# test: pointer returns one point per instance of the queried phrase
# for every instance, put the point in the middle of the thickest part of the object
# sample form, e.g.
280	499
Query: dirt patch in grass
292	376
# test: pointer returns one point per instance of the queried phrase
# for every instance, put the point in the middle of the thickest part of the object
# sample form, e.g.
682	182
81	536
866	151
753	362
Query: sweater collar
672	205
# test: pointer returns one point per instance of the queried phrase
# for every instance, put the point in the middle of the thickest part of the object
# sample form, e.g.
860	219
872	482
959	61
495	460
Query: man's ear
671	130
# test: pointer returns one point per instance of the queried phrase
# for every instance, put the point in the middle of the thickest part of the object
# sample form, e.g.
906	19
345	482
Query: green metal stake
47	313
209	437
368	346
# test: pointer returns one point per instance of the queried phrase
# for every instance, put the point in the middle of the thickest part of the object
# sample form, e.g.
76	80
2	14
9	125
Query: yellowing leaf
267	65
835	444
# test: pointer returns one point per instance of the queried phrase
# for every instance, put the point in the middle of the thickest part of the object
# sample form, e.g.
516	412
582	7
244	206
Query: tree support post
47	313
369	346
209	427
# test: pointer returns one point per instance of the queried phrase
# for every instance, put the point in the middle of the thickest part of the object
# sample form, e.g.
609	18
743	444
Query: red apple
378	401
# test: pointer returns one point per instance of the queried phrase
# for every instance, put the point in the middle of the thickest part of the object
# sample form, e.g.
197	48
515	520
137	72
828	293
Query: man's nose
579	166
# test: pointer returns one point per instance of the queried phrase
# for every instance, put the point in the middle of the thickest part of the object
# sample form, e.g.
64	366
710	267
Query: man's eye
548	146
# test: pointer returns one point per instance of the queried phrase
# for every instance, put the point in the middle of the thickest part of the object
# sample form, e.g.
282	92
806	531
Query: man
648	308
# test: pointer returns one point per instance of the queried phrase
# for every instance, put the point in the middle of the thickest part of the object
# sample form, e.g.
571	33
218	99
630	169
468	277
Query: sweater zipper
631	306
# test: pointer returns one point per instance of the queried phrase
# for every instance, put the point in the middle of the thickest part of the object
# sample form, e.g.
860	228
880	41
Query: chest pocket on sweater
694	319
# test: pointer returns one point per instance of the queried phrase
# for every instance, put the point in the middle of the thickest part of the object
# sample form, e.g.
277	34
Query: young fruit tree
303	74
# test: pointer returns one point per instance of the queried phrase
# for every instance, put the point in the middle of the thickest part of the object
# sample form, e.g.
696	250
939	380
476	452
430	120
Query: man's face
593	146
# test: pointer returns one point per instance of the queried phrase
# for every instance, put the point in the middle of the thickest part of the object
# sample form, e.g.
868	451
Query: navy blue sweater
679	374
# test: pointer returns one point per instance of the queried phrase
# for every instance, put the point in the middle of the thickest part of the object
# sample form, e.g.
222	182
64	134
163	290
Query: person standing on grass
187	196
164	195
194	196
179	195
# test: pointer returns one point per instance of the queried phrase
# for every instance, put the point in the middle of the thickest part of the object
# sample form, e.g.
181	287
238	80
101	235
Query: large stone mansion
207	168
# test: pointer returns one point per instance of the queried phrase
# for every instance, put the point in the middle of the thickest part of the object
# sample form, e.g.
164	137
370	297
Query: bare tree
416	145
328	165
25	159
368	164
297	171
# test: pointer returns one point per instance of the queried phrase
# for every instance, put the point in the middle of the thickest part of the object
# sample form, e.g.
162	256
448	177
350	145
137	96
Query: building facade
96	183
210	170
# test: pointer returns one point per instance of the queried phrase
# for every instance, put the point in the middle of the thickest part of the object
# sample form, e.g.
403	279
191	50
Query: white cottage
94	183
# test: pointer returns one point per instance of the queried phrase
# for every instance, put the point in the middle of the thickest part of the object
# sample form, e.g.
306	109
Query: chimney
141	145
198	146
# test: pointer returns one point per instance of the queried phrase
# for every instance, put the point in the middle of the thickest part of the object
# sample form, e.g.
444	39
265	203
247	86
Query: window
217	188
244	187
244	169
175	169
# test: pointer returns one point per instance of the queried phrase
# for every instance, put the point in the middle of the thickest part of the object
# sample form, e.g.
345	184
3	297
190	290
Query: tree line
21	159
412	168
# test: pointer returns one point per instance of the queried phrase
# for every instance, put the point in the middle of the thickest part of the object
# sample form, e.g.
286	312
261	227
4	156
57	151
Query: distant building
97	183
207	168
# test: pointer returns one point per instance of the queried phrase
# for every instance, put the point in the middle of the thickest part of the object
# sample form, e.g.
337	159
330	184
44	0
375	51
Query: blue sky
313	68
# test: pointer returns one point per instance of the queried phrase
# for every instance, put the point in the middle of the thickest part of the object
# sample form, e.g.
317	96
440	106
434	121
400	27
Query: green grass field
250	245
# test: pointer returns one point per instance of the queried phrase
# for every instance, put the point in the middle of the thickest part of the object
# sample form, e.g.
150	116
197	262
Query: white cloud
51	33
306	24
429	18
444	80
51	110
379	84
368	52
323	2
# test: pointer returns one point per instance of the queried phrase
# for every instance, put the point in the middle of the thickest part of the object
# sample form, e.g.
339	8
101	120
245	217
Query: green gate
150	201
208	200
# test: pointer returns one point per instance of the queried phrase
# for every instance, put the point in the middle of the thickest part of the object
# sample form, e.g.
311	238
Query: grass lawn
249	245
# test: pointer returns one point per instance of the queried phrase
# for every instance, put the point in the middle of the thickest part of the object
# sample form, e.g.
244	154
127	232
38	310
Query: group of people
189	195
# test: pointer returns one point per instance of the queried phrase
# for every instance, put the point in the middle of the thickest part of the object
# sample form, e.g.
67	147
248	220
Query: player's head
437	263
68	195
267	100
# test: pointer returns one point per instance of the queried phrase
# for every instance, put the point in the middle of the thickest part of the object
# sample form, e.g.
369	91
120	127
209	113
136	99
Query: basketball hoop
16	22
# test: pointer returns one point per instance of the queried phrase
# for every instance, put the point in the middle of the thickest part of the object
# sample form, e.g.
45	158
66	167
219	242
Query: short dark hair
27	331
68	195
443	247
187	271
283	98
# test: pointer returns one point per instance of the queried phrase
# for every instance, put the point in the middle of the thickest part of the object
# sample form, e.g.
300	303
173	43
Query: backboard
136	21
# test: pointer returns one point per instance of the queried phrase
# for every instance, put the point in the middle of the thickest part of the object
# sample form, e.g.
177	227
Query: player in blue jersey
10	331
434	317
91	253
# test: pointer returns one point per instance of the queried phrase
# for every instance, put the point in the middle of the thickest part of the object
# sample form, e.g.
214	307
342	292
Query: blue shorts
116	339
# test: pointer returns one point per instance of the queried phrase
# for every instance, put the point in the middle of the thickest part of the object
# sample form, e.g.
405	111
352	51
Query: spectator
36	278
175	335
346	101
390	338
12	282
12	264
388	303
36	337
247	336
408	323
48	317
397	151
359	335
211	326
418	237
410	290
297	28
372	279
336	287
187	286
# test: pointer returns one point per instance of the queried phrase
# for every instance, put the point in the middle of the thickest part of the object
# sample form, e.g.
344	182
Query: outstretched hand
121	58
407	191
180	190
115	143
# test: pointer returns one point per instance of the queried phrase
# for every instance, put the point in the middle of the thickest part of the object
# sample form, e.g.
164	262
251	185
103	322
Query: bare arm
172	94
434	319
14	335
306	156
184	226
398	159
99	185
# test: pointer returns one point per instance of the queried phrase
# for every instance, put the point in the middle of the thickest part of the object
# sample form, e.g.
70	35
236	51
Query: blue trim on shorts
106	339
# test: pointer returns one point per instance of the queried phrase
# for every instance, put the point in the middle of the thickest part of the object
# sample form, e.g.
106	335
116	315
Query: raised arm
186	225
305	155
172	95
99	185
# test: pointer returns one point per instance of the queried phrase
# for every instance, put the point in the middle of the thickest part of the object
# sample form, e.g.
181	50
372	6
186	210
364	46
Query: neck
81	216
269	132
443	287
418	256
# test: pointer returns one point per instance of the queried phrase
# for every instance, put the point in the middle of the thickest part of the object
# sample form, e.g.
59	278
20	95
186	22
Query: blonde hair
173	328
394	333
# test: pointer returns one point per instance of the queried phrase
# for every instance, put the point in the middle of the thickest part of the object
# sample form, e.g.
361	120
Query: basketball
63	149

Problem description: Pick out every line in the items above that contains the word "sweater", and copy each one.

Task response:
Query: sweater collar
Query: sweater zipper
Query: chest pocket on sweater
Query: navy blue sweater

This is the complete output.